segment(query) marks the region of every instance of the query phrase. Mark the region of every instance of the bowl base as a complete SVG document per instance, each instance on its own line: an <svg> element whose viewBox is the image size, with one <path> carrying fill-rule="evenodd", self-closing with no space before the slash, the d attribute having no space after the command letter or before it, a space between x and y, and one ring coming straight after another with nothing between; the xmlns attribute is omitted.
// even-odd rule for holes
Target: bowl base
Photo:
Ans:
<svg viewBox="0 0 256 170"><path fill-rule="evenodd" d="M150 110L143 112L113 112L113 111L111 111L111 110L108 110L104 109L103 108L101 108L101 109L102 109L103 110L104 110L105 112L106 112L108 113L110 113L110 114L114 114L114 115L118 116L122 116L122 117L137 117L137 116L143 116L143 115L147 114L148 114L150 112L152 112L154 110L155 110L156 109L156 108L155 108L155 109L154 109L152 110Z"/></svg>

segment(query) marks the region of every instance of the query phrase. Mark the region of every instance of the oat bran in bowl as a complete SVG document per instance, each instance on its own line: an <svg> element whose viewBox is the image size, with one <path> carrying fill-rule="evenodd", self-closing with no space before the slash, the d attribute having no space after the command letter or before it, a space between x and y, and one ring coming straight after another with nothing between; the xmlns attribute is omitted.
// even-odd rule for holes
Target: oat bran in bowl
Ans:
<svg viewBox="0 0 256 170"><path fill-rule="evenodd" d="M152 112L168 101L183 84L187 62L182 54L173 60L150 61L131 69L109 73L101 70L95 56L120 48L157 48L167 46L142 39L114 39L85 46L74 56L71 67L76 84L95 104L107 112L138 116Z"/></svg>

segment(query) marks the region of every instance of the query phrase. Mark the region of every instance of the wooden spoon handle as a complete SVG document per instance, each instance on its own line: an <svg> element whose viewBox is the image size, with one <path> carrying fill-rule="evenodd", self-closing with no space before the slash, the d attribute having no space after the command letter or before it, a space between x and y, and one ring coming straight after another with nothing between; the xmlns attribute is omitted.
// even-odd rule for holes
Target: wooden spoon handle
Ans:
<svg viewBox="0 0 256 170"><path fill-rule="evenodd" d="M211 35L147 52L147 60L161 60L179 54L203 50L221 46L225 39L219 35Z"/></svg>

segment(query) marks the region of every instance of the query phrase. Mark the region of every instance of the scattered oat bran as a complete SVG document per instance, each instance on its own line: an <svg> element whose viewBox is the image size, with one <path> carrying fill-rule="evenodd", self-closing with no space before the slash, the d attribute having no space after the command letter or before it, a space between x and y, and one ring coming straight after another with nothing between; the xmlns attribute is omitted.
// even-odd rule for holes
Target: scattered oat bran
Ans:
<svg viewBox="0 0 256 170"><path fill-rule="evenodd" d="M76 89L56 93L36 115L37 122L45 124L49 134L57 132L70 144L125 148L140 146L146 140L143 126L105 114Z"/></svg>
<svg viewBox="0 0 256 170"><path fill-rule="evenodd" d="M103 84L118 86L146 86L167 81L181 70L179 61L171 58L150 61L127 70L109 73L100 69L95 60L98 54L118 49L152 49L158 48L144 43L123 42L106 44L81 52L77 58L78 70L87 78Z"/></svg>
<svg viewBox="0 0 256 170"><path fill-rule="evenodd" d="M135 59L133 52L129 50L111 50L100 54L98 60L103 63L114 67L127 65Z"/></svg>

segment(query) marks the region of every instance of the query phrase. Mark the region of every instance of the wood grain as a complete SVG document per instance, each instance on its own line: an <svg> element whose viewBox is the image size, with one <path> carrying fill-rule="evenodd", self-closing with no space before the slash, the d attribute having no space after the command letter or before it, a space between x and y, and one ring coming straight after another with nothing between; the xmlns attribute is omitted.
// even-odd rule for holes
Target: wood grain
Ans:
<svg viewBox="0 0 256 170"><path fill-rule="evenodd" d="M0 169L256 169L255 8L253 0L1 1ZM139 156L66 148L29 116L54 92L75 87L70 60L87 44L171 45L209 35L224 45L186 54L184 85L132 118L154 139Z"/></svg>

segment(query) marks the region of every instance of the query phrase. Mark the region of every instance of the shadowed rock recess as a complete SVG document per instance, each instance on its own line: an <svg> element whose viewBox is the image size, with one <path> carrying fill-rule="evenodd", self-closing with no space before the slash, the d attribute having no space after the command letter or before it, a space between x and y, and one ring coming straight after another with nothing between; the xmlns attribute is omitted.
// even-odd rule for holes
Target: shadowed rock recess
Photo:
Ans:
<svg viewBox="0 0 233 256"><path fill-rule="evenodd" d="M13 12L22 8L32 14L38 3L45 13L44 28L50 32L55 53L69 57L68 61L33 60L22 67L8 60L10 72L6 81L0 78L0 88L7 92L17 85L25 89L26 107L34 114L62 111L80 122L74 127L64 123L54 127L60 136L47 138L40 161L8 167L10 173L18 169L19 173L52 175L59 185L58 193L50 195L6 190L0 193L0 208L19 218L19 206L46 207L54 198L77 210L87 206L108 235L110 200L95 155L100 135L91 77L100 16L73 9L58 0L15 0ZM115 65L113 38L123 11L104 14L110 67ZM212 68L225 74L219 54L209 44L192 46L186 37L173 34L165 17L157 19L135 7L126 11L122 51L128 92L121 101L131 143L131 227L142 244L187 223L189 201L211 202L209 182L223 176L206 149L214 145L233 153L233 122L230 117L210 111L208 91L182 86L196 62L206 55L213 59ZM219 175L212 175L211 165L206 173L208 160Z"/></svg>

═══

Imprime de nuevo todas las líneas de los datos anteriores, sin cambiar ni un carácter.

segment(query) marks the region of every instance of the query phrase. Mark the region of every instance of the bowl base as a complete SVG document per instance, each instance on its own line: an <svg> element whose viewBox is the image size, with one <path> carrying fill-rule="evenodd", self-closing with no space before the slash, the d attribute having no space after the command letter or before it, a space between x and y, and one ring coming straight after another with nothing between; the xmlns attribute is omitted.
// even-odd rule for holes
Target: bowl base
Photo:
Ans:
<svg viewBox="0 0 256 170"><path fill-rule="evenodd" d="M150 110L143 112L113 112L113 111L111 111L111 110L108 110L104 109L103 108L101 108L101 109L102 109L103 110L104 110L105 112L106 112L108 113L110 113L110 114L114 114L114 115L118 116L122 116L122 117L137 117L137 116L143 116L143 115L147 114L148 114L150 112L152 112L154 110L155 110L156 109L156 108L155 108L155 109L154 109L152 110Z"/></svg>

segment(query) marks the region of every instance of the query phrase. Mark the region of every instance of the oat bran in bowl as a complete SVG document per instance, each instance on its own line: an <svg> element whose viewBox is the image size, with one <path> carrying fill-rule="evenodd", self-closing with no space before the slash, the d attribute having no space after the command letter or before it, a space between x and y, and one ring coming straight after another with nothing between; the xmlns attribute is omitted.
// even-odd rule for holes
Target: oat bran in bowl
Ans:
<svg viewBox="0 0 256 170"><path fill-rule="evenodd" d="M152 112L168 101L183 84L187 62L182 54L173 60L150 61L131 69L109 73L101 70L95 56L120 48L157 48L167 46L142 39L114 39L85 46L74 56L71 67L76 84L95 104L107 112L138 116Z"/></svg>

segment(query) marks the region of every instance of the query phrase. Mark the region of every instance of the wooden spoon handle as a complete SVG document per instance, each instance on its own line: an <svg> element whose viewBox is the image size, with one <path> carrying fill-rule="evenodd", self-closing with no space before the slash, the d attribute having no space after the command letter or before it, a space between x and y, and one ring coming straight after another with nothing between; the xmlns attribute is omitted.
// even-odd rule for holes
Target: wooden spoon handle
Ans:
<svg viewBox="0 0 256 170"><path fill-rule="evenodd" d="M211 35L147 52L147 60L161 60L179 54L203 50L221 46L225 39L219 35Z"/></svg>

segment(query) marks the region of every instance of the query phrase. Mark the region of every instance of the scattered oat bran as a complete SVG document per instance, each instance on its own line: an <svg> element whose viewBox is the image size, with one <path> carrying fill-rule="evenodd", self-closing with no space before the slash, the d attribute having no space after the command letter or before it, a space between x and y, and one ring coming straight after another with nothing between; the xmlns attribute is omitted.
// even-odd rule for holes
Target: scattered oat bran
Ans:
<svg viewBox="0 0 256 170"><path fill-rule="evenodd" d="M76 89L56 93L36 115L37 122L45 124L49 134L57 132L70 144L125 148L140 146L146 140L143 126L105 114Z"/></svg>
<svg viewBox="0 0 256 170"><path fill-rule="evenodd" d="M103 84L118 86L146 86L167 81L181 70L179 61L171 58L150 61L127 70L109 73L100 69L95 60L98 54L118 49L152 49L158 48L144 43L123 42L106 44L81 52L77 58L78 70L87 78Z"/></svg>
<svg viewBox="0 0 256 170"><path fill-rule="evenodd" d="M135 59L133 52L129 50L111 50L100 54L98 60L103 63L114 67L127 65Z"/></svg>

segment(query) marks the region of every instance of the query phrase. Mark the region of every instance of the wood grain as a complete SVG document per instance, each instance on its own line: an <svg> element whose viewBox is the image size, with one <path> carrying fill-rule="evenodd", self-closing with no space before the slash, the d attribute having no space after the command letter or before it, a space between x and y, and one ring coming straight after another with nothing between; the xmlns attribute is omitted.
// even-odd rule for holes
Target: wood grain
Ans:
<svg viewBox="0 0 256 170"><path fill-rule="evenodd" d="M0 169L256 169L255 8L253 0L1 1ZM139 156L66 148L29 116L54 92L75 87L70 60L87 44L171 45L209 35L224 45L186 54L184 85L132 118L154 139Z"/></svg>

segment(query) marks the region of every instance of the query phrase. Mark the region of every instance of the shadowed rock recess as a complete SVG document per instance, each instance on its own line: an <svg> element whose viewBox is the image size, with one <path> carrying fill-rule="evenodd", self-closing with no space before the slash, the d attribute having no space after the command letter or before it, a space between x and y, and one ring coming straight after another with nothing between; the xmlns attribute is omitted.
// even-odd rule for holes
Target: shadowed rock recess
Photo:
Ans:
<svg viewBox="0 0 233 256"><path fill-rule="evenodd" d="M13 12L22 8L32 14L38 3L45 13L44 28L50 32L55 53L69 57L68 61L33 60L22 67L8 60L10 72L6 81L0 78L0 88L7 92L17 85L25 89L26 107L34 114L62 111L80 122L74 127L64 123L54 127L60 136L47 138L40 161L8 167L10 173L18 169L19 173L52 175L59 185L58 193L50 195L6 190L0 193L0 208L19 218L19 206L46 207L54 198L77 210L87 206L108 235L110 200L95 155L100 135L91 77L100 16L73 9L58 0L15 0ZM115 65L113 38L123 11L104 14L110 67ZM212 68L225 74L219 54L209 44L192 46L186 37L173 34L165 17L157 19L135 7L126 11L122 51L128 92L121 101L131 143L131 227L142 244L187 223L189 201L211 202L209 182L223 176L206 149L214 145L233 153L233 122L230 117L210 111L208 91L182 86L196 62L206 55L213 59ZM219 175L212 175L211 165L206 173L208 160Z"/></svg>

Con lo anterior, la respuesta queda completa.